══ Entries shown
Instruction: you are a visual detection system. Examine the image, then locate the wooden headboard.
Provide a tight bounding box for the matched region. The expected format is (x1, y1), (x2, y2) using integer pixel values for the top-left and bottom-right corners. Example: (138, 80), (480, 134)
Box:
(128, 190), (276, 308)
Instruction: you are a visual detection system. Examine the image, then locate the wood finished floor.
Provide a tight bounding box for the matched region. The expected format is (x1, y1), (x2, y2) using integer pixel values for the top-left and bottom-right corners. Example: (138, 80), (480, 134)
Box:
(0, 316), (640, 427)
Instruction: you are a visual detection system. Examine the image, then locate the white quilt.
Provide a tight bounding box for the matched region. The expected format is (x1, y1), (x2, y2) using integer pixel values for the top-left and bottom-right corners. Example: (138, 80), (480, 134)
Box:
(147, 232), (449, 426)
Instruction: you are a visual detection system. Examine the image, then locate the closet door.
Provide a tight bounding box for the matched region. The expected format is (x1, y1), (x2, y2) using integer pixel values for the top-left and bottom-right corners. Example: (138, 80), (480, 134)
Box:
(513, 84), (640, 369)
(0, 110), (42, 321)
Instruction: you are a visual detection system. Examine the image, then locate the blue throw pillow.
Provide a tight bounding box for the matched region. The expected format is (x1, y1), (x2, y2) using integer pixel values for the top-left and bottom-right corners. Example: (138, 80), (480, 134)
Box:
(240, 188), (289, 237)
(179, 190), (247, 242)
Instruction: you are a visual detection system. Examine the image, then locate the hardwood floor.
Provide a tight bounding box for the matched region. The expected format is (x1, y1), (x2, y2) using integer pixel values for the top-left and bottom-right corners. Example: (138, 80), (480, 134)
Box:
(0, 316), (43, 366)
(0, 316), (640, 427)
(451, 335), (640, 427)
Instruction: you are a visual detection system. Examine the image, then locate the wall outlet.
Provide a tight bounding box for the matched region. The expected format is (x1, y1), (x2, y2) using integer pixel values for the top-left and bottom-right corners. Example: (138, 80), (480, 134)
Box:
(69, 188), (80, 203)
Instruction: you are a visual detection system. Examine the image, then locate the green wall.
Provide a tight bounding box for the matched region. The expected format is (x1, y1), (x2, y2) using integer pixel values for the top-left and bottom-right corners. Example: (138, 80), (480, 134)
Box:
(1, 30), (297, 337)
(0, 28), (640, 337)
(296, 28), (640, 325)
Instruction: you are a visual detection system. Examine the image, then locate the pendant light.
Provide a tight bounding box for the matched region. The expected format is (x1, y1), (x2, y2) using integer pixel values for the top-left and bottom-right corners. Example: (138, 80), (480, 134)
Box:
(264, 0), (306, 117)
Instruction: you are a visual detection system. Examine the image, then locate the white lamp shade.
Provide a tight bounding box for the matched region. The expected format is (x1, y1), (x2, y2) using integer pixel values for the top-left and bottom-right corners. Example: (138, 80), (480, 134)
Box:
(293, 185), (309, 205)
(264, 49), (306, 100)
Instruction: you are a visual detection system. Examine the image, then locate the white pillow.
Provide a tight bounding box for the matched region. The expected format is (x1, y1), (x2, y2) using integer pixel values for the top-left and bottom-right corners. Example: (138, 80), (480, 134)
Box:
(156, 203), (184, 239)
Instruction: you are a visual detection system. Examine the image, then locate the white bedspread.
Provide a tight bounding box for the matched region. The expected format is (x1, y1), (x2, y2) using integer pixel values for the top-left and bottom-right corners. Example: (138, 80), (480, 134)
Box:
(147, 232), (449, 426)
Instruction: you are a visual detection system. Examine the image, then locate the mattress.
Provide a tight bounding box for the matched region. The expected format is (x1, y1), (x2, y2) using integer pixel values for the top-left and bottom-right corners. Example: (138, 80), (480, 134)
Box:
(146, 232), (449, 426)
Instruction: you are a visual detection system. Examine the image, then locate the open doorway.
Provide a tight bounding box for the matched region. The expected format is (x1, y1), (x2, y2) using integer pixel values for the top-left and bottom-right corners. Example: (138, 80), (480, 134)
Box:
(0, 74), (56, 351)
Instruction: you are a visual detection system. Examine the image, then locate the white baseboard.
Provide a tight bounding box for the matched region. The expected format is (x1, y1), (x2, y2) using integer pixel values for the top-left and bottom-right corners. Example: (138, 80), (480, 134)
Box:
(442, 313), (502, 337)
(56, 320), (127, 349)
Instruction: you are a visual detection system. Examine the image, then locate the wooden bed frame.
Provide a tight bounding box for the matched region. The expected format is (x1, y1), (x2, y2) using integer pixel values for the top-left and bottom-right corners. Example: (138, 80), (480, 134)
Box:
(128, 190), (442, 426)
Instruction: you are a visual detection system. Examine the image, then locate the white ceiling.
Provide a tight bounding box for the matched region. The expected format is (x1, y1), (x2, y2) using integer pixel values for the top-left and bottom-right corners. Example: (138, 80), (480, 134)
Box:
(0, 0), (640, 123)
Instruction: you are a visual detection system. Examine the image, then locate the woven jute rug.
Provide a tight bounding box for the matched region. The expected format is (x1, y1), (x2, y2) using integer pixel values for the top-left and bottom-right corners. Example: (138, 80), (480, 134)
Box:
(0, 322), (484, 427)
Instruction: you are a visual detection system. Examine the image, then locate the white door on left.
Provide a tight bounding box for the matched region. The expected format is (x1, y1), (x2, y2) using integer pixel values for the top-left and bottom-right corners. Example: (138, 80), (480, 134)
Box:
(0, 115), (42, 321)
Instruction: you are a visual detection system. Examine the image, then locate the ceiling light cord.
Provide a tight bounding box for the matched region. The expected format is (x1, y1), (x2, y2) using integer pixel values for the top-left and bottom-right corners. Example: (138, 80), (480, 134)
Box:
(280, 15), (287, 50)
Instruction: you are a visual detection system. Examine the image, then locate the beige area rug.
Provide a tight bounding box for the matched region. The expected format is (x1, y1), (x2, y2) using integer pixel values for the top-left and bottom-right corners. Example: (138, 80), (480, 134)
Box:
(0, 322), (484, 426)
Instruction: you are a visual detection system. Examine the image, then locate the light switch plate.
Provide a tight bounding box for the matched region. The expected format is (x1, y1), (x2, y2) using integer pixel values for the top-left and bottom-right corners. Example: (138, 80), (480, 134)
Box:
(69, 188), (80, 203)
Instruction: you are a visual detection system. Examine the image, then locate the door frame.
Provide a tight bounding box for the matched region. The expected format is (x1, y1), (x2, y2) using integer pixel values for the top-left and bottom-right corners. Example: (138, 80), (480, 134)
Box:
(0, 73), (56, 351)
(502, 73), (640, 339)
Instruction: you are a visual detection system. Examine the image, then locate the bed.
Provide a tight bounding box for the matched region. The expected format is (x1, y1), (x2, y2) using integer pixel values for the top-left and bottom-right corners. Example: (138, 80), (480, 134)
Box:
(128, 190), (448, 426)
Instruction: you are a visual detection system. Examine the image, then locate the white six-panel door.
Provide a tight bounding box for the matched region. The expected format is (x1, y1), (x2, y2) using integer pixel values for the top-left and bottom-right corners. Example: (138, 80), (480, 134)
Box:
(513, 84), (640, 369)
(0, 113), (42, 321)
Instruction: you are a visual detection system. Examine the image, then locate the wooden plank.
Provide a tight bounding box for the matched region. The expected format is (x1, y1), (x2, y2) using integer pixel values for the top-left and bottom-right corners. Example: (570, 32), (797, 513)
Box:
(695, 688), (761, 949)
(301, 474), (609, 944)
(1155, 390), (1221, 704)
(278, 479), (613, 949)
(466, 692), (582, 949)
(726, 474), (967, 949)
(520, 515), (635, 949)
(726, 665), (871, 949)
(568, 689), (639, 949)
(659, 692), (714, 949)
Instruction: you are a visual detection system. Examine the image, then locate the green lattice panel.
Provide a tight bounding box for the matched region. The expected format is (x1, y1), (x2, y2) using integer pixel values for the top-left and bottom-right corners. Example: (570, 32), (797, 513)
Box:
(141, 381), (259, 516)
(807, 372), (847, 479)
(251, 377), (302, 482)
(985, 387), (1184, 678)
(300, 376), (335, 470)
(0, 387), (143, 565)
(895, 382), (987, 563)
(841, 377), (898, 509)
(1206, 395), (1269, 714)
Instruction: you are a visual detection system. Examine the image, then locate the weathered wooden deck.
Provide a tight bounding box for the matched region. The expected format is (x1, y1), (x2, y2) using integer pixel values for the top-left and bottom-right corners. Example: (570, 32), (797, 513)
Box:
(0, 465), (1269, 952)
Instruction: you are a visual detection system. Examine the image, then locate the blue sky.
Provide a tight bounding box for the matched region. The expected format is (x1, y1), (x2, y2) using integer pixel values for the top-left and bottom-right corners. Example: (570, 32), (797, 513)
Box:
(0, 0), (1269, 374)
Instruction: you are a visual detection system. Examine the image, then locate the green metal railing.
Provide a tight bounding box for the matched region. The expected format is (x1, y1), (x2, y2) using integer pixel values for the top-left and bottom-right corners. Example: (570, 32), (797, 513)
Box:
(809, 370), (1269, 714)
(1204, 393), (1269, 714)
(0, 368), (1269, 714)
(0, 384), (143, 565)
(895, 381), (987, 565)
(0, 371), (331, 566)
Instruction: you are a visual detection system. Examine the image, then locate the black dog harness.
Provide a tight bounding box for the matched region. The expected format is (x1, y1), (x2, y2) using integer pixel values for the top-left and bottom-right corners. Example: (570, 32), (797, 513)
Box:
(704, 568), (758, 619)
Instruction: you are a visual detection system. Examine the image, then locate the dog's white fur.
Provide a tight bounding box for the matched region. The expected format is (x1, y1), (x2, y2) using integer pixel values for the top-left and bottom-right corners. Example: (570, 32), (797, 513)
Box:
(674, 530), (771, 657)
════
▸ What to do: Reproduce the items from the line with "the door frame." through the line with "(0, 113), (42, 321)", substituting "four-panel" for "six-panel" and leaving everything else unchanged.

▸ The solution:
Instruction: you are a visual detection system. Examine the image, then locate the door frame.
Provide a tight bounding box for the matched region. The expected format is (x1, y1), (x2, y2) using integer pixel values for the top-left and bottom-right corners. Example: (138, 80), (480, 134)
Box:
(0, 73), (56, 351)
(502, 73), (640, 339)
Instruction: you are a visual detection system. Examine the image, then locate the bed.
Provide a tight bounding box for the matched region. The expected format is (x1, y1), (x2, y2) using integer pixel values for the top-left and bottom-right corners. Example: (138, 80), (480, 134)
Box:
(128, 190), (448, 426)
Instruction: you are a visual detection system. Examine the image, then locate the white four-panel door.
Provide a tight bounding box for the matched region. The expected format is (x1, y1), (x2, y2) using integer pixel values for the top-left and bottom-right corners. Example: (138, 80), (480, 134)
Box:
(513, 84), (640, 369)
(0, 113), (42, 321)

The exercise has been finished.